Region segmentation data:

_ _ _ _ _

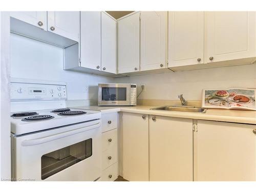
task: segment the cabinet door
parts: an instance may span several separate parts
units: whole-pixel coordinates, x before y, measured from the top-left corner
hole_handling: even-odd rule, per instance
[[[116,73],[116,22],[101,12],[101,71]]]
[[[48,11],[48,31],[79,42],[79,11]]]
[[[150,116],[150,181],[193,181],[193,134],[192,119]]]
[[[165,68],[167,12],[140,14],[140,70]]]
[[[205,62],[255,57],[254,12],[205,12]]]
[[[118,21],[118,73],[140,69],[140,13]]]
[[[123,113],[123,178],[148,181],[148,115]]]
[[[101,13],[81,12],[81,67],[100,70]]]
[[[198,121],[194,135],[195,181],[255,181],[255,125]]]
[[[47,30],[47,12],[11,11],[10,16],[35,26]]]
[[[168,16],[168,67],[203,63],[203,12],[169,12]]]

_ _ _ _ _

WHAT YOU WILL DO: Rewrite every line of the items, including the requests, adding 100 to each polygon vertex coordinate in the answers. Omit the pictures.

ANSWER FOR THIS EXERCISE:
task: segment the cabinet door
parts: an instance may span several separate parts
units: whole-pixel coordinates, x before y, measured from the top-left corner
hole_handling: even-odd rule, per instance
[[[216,173],[216,122],[201,112],[201,171]]]
[[[148,111],[148,131],[179,142],[179,111]]]
[[[250,216],[250,281],[293,281],[293,234],[292,219]]]
[[[265,168],[267,112],[240,114],[240,170]]]
[[[305,162],[355,157],[354,112],[305,112]]]
[[[218,121],[218,173],[240,169],[240,113]]]
[[[223,213],[223,278],[248,281],[248,215]]]
[[[201,113],[181,112],[181,167],[200,170]]]
[[[298,221],[294,235],[295,281],[355,281],[355,225]]]
[[[147,130],[147,112],[111,111],[110,116],[135,126]]]
[[[268,116],[268,167],[303,163],[303,112],[269,112]]]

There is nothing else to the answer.